FRAGMENTO
◆ ◆ ◆ ◆

DOMINGO XXI DE TIEMPO ORDINARIO -C-
«SEÑOR, ¿SERÁN POCOS LOS QUE SE SALVEN?»
CITAS BÍBLICAS: Is 66, 18-21 *Heb 12, 5-7.11-13 * Lc 13, 22-30
«Señor, ¿serán pocos los que se salven?» Con esta pregunta, formulada por uno de los que acompañan al Señor, empieza el evangelio de hoy.
Esta pregunta encierra una cuestión de vital importancia para todos nosotros, ya que toca un tema candente para nuestra vida de fe. Si preguntáramos a muchos de los que este domingo asistirán a la eucaristía dominical, e incluso a alguno de nosotros ¿qué es lo que buscas en la Iglesia?, responderían sin duda: mi salvación. Todos tenemos más o menos presente en la vida nuestra salvación.
Si continuáramos preguntando, ¿para cuándo esa salvación?, la inmensa mayoría respondería: para cuando me muera. Nosotros nos preguntamos, ¿es eso cierto? Sí y no. Veamos. ¿Cuál es la voluntad de Dios al respecto? San Pablo dice: «Dios quiere que todos los hombres se salven y lleguen al conocimiento de la verdad». Significa esto, que la voluntad salvífica de Dios es universal.
El impedimento que existía para que esa salvación alcanzara a todos los hombres, era el hecho de que todos eran pecadores. Este “hándicap”, como dicen los ingleses, Dios lo resolvió clavando en la Cruz de su Hijo la factura que tú y yo éramos incapaces de pagarle. El Señor derramó en la Cruz hasta la última gota de su sangre, para abrir a TODOS los hombres las puertas del cielo. Pero, para que esa salvación sea efectiva, Dios-Padre ha puesto una sola condición: que nosotros deseemos esa salvación. Ni tú ni yo seremos salvados por Dios a la fuerza. Dios nunca violentará nuestra libertad, por tanto, hemos de aceptar libremente esa salvación. Que Dios-Padre haya dispuesto que las cosas sean así, y siendo su voluntad que todos los hombres se salven, podemos afirmar que cada condenación supone un fracaso del plan de Dios para con el hombre.
Pensar en la salvación sólo para cuando nos muramos, hemos dicho antes que no es del todo cierto ni del todo falso. ¿Por qué?, podemos preguntarnos. Ciertamente es importante tener presente la salvación del último día, pero no es esa la única salvación que nos ofrece el Señor. Este mundo fue creado por Dios como un paraíso para que en él residiera felizmente el hombre, su criatura. Sin embargo, nuestra soberbia, nuestro egoísmo, resumiendo, nuestra necedad, hizo que nos separáramos de Dios y que convirtiéramos el paraíso en un lugar de sufrimiento, en un valle de lágrimas como dice la oración a la Virgen.

◆ ◆ ◆ ◆

LOS DATOS
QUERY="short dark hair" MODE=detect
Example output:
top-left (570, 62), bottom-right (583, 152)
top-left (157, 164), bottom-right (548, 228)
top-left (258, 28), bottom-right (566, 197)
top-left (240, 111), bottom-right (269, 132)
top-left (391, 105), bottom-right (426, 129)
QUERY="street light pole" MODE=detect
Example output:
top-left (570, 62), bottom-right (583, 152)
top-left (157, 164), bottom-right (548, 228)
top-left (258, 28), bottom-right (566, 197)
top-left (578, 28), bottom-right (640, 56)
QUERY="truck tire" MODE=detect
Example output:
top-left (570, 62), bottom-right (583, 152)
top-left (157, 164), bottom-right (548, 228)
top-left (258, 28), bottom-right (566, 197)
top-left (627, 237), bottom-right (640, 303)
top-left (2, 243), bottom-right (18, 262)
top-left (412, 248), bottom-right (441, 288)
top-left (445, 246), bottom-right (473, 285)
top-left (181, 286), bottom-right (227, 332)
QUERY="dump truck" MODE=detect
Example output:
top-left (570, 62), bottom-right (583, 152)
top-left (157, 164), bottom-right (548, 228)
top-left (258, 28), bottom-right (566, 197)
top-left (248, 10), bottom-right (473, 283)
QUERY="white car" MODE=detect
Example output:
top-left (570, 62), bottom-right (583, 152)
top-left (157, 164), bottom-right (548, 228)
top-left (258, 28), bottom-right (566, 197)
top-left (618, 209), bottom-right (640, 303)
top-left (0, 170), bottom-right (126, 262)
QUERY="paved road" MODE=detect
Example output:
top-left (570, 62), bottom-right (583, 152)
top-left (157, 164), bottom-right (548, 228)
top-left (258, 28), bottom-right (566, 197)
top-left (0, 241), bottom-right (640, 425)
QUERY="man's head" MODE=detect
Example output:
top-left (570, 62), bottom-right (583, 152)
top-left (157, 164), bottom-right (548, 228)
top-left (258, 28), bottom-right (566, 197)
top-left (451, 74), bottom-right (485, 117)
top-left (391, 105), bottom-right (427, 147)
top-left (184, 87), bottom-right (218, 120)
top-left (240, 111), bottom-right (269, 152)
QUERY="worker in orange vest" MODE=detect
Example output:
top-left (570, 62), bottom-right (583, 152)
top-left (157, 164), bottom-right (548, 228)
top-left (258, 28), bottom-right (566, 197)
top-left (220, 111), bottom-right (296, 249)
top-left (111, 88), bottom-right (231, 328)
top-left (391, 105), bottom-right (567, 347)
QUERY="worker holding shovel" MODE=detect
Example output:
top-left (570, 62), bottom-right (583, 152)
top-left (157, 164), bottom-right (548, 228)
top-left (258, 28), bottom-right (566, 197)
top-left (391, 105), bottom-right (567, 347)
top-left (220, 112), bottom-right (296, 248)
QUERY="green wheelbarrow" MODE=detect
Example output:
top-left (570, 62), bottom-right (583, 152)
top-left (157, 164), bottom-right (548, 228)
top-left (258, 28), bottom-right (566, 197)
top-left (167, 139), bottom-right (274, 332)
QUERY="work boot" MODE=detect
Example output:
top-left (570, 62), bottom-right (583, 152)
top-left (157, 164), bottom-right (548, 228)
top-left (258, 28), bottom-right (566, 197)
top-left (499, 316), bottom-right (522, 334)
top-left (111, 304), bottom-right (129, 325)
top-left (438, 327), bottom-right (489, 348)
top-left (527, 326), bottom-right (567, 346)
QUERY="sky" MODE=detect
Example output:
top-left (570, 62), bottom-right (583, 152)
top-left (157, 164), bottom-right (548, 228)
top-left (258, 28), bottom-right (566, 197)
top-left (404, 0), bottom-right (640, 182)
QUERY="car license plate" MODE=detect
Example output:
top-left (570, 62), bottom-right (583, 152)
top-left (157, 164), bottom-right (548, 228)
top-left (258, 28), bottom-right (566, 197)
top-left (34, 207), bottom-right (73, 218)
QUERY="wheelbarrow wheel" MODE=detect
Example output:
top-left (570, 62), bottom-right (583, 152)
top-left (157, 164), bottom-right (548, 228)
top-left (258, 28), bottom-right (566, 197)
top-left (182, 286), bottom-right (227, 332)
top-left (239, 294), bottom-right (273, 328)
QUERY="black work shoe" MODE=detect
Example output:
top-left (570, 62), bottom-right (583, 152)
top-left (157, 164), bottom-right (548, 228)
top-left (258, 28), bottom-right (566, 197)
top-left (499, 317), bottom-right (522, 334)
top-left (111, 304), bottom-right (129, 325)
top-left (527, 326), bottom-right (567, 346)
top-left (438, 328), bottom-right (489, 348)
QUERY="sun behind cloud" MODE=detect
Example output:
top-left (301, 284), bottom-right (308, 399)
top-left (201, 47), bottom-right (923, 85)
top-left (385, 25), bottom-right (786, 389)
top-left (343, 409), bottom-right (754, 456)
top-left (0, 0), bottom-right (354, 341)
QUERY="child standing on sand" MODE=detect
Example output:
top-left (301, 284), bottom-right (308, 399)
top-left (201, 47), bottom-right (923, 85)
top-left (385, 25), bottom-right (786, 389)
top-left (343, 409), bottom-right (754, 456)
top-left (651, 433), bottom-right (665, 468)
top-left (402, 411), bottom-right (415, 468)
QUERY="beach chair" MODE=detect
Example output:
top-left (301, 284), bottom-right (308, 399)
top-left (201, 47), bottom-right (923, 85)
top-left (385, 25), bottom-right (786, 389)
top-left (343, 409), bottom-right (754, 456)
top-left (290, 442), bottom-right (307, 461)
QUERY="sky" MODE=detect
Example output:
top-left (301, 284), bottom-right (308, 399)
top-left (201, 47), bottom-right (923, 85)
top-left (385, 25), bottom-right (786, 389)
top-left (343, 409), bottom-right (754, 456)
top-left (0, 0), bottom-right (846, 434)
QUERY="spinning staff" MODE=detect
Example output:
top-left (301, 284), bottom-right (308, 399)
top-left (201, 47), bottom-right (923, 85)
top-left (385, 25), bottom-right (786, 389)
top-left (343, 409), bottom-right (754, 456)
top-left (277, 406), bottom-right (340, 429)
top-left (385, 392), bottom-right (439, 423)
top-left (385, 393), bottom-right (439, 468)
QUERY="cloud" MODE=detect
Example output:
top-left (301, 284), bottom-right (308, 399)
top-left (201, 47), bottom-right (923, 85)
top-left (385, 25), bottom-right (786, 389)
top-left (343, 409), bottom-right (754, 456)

◆ ◆ ◆ ◆

TAREA
Prosigue la homilía sobre la salvación a partir de su última frase.

RESPUESTA
Vivir expuestos a la enfermedad, al dolor y a toda clase de sufrimientos, hace que necesitemos no sólo ser salvados al final de nuestra existencia en este mundo, sino cada vez que nos reconocemos impotentes ante los problemas que nos plantea la vida, ante tentaciones del demonio o ante exigencias o inclinaciones perversas de nuestro hombre viejo. Cada vez que el rencor te impide perdonar y amar; cada vez que compruebas que eres incapaz de devolver el bien por el mal o de resistir a una tentación del mundo, etc., necesitas a alguien que te salve, que ante tu debilidad te dé fortaleza, que te anime a seguir luchando o a aceptar la voluntad de Dios aunque no la entiendas.
Ese salvador es el Señor Jesús, que no solo está en el cielo, sino que sigue y seguirá junto a nosotros, como Él nos prometió, hasta el final de los tiempos. Él, es el Señor de tu impotencia, de tus vicios ocultos, de tu mal carácter, de tus problemas familiares o económicos. Él camina siempre junto a nosotros esperando que lo invoquemos, que le pidamos ayuda. La Escritura dice que «todo el que invoque su nombre no quedará confundido… todo el que invoque el nombre del Señor se salvará». Esa salvación no es sólo la del último día, esa salvación es la del día a día. Es la salvación que nos hace presente la salvación final. Es la que nos hace esperar que si hoy el Señor nos salva, también lo hará en nuestro último momento.